DOCUMENT EXCERPT –
▬▬▬
This book is not meant for Rajan’s blind haters or equally blind admirers. It is for those who still have an open mind.
Days after Raghuram Rajan wrapped up a hectic round of book launches, a pdf file of I Do What I Do was being forwarded over WhatsApp. This isn’t new — authors have seen their books being sold at traffic junctions even before they’ve got a copy. But pirated copies are sold and make money for someone; this was being circulated free. So who stands to gain?
One conspiracy theory was that this was meant to hit at the BJP because the book shows the government in poor light. Well, whoever was motivated by this or whoever floated this theory has not read the book. Rajan has ample reason to be miffed with the government for not doing enough to put a stop to the relentless sniping that he was subjected to by a large section of the BJP. Anyone in his place would have been tempted to hit out in retaliation. But this book is not going embarrass the government.
One, Rajan acknowledges, in the introduction, that the government gave him a free hand and that he enjoyed a good understanding with Prime Minister Narendra Modi and Finance Minister Arun Jaitley. Two, he has made it very clear that he is not revealing any one-on-one conversations.
So the book is, disappointingly, not a tell-all memoir of Rajan’s years at the helm of the Reserve Bank of India (RBI). It is a collection of some of the speeches and public statements he made (including the controversial ones). There will probably be nothing new in them for people who have followed the central bank and Rajan’s tenure closely. Barring, of course, his admission that there had been discussions about demonetisation during his tenure and he had suggested the best way to go about it; and that the way it was done was not the best way.
The notes that precede every speech — putting them in context, countering criticism and offering explanations — do, however, have something new to offer. In fact, these make for more interesting reading than the speeches themselves.
▬▬▬
INFORMATION SUPPLIED –

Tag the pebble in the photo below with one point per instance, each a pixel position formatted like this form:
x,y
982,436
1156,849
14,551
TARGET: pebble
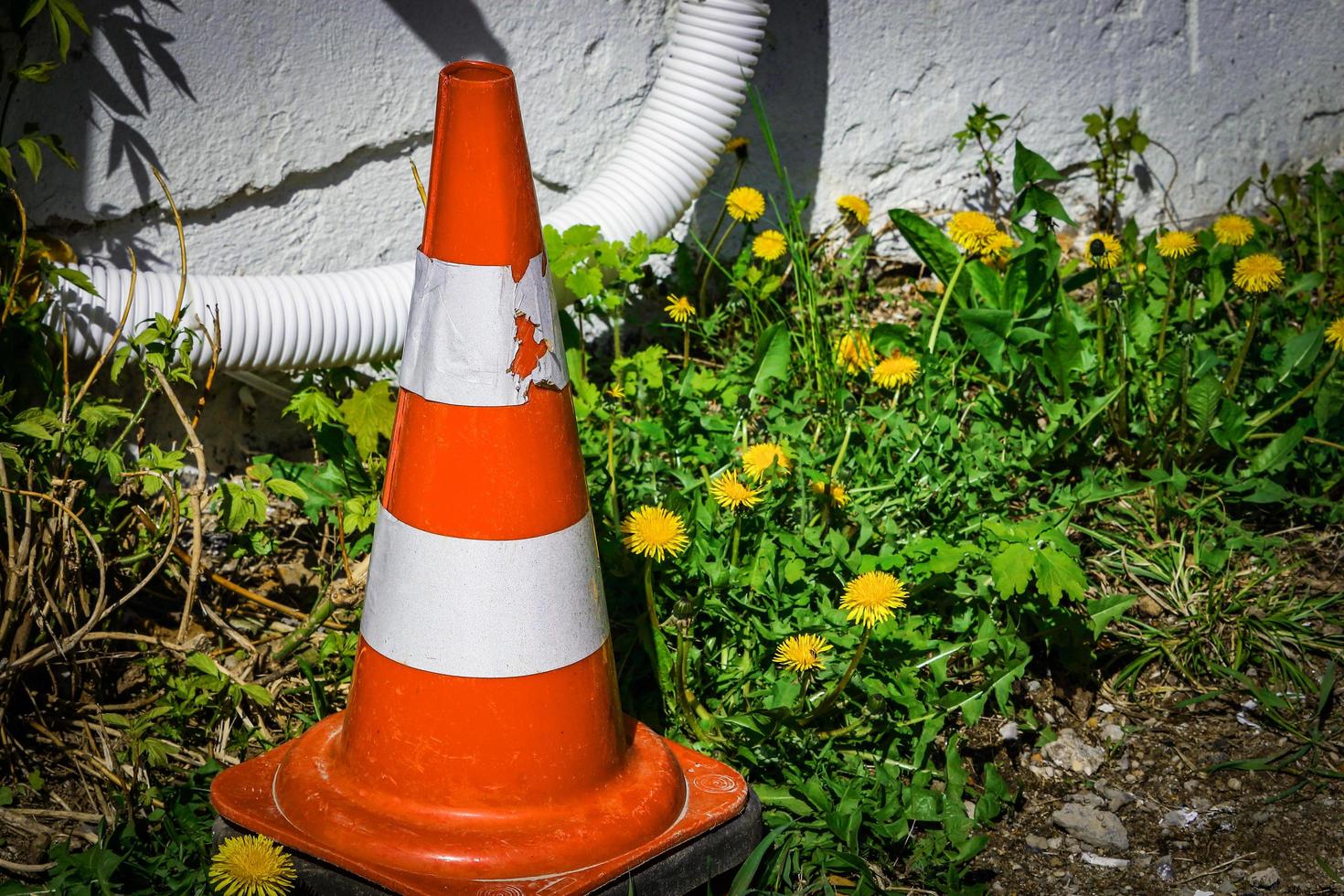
x,y
1094,827
1178,818
1264,879
1072,753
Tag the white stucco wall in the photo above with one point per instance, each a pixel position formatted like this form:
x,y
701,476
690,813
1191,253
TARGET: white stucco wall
x,y
285,128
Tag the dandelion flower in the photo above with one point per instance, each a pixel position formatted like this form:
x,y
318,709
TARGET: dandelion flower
x,y
1232,229
1335,334
974,231
680,309
898,369
872,597
801,652
854,208
745,203
769,245
1258,272
831,491
251,865
731,493
1176,243
998,245
758,460
1103,251
854,352
655,532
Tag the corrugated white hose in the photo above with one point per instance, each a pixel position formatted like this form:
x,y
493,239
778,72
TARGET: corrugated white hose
x,y
357,316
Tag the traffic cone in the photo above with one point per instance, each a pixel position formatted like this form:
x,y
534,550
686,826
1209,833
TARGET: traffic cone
x,y
483,749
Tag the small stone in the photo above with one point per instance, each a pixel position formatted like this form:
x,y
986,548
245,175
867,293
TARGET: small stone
x,y
1104,861
1094,827
1040,844
1072,753
1264,879
1178,818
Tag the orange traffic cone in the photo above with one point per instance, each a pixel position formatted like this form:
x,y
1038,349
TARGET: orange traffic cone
x,y
484,739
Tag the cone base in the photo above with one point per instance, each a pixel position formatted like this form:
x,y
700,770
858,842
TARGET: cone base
x,y
245,795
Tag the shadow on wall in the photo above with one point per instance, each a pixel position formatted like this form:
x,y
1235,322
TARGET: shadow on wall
x,y
792,78
113,91
452,30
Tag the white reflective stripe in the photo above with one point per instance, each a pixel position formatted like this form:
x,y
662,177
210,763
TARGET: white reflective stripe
x,y
463,336
484,609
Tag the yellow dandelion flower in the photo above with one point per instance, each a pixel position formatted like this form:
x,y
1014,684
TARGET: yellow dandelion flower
x,y
854,352
974,231
832,492
680,309
872,597
769,245
745,203
655,532
898,369
1258,272
1176,243
251,865
801,652
1232,229
758,460
731,493
1335,334
998,245
1103,251
854,208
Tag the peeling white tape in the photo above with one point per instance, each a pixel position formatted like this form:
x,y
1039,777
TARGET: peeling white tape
x,y
484,609
463,334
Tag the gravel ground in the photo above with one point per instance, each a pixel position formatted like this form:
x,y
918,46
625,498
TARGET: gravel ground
x,y
1125,802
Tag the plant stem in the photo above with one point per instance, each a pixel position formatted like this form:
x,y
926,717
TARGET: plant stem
x,y
943,305
1235,374
828,701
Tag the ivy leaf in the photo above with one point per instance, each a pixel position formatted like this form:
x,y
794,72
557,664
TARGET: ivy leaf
x,y
368,414
1011,569
312,407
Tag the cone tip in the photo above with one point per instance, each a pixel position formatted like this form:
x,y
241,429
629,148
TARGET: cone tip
x,y
481,202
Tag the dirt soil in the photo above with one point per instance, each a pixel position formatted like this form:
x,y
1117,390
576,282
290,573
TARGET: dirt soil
x,y
1136,781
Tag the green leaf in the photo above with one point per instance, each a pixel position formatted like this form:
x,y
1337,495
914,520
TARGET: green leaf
x,y
772,357
1029,166
368,415
1011,569
312,407
1101,612
286,488
31,152
1058,574
1300,351
1204,398
1277,453
987,328
932,246
1043,203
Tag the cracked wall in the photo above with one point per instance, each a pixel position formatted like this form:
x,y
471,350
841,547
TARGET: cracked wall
x,y
285,131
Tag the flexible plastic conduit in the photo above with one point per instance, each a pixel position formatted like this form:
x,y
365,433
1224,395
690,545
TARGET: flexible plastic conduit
x,y
357,316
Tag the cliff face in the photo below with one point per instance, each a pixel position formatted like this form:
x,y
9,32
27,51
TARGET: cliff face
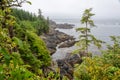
x,y
54,37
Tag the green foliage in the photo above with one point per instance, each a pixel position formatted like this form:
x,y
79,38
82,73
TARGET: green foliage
x,y
86,38
22,52
105,67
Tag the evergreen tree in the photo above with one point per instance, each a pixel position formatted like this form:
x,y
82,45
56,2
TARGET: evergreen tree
x,y
86,38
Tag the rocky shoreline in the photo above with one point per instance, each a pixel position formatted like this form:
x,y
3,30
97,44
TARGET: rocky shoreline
x,y
54,37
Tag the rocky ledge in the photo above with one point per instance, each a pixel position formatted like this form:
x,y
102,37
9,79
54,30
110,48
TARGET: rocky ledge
x,y
54,37
65,26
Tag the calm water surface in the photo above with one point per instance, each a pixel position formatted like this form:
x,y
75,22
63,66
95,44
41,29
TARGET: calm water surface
x,y
102,31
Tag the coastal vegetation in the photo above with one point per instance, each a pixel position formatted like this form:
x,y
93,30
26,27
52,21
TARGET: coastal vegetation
x,y
24,55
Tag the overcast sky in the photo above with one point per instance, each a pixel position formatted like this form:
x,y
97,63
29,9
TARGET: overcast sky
x,y
74,8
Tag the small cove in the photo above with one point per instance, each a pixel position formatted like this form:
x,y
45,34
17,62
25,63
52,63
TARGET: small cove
x,y
102,31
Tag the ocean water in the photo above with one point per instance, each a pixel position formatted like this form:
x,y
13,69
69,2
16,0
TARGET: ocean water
x,y
102,31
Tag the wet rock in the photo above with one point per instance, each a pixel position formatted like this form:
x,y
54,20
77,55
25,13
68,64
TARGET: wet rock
x,y
67,65
55,37
68,43
65,26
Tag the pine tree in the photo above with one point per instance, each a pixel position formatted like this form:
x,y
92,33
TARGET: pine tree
x,y
86,38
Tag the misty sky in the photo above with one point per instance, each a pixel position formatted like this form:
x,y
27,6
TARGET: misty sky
x,y
74,8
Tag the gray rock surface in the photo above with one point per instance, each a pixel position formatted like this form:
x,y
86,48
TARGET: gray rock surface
x,y
55,37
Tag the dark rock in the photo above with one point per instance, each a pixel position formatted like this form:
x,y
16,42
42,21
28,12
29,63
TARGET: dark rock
x,y
55,37
67,65
68,43
65,26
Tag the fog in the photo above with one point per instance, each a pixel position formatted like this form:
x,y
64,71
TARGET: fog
x,y
104,9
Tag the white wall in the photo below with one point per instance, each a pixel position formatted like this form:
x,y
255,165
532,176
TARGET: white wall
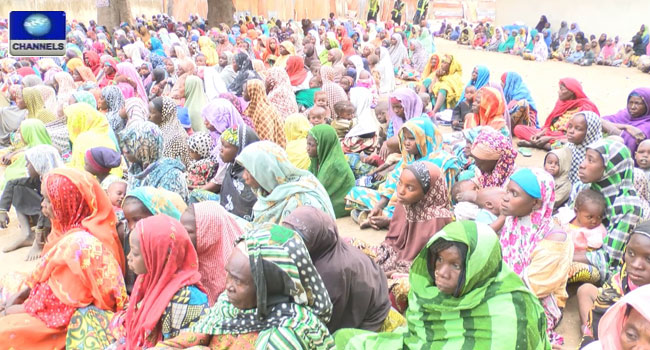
x,y
613,17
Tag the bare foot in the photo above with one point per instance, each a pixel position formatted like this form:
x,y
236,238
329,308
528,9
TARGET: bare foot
x,y
19,242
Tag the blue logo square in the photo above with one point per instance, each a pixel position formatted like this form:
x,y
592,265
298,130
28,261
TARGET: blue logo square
x,y
37,33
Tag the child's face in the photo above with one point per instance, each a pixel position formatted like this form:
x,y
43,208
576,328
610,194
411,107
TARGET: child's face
x,y
409,190
228,152
552,164
642,155
316,118
589,215
320,100
116,192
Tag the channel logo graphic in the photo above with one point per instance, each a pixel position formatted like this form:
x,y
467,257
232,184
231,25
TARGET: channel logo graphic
x,y
37,33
▬▬▬
DIRECTION – In the review of Raghuram Rajan's book above, condense the paragraph beginning "So the book is, disappointingly" into a short bulleted list that keeps its main facts.

SOLUTION TO THIS EXERCISE –
- The book is not a tell-all memoir of Rajan's years heading the Reserve Bank of India.
- It collects some of his speeches and public statements, including the controversial ones.
- Close followers of the central bank and his tenure will likely find nothing new in them.
- The exception is his admission that demonetisation was discussed during his tenure, that he suggested the best way to do it, and that it was not done the best way.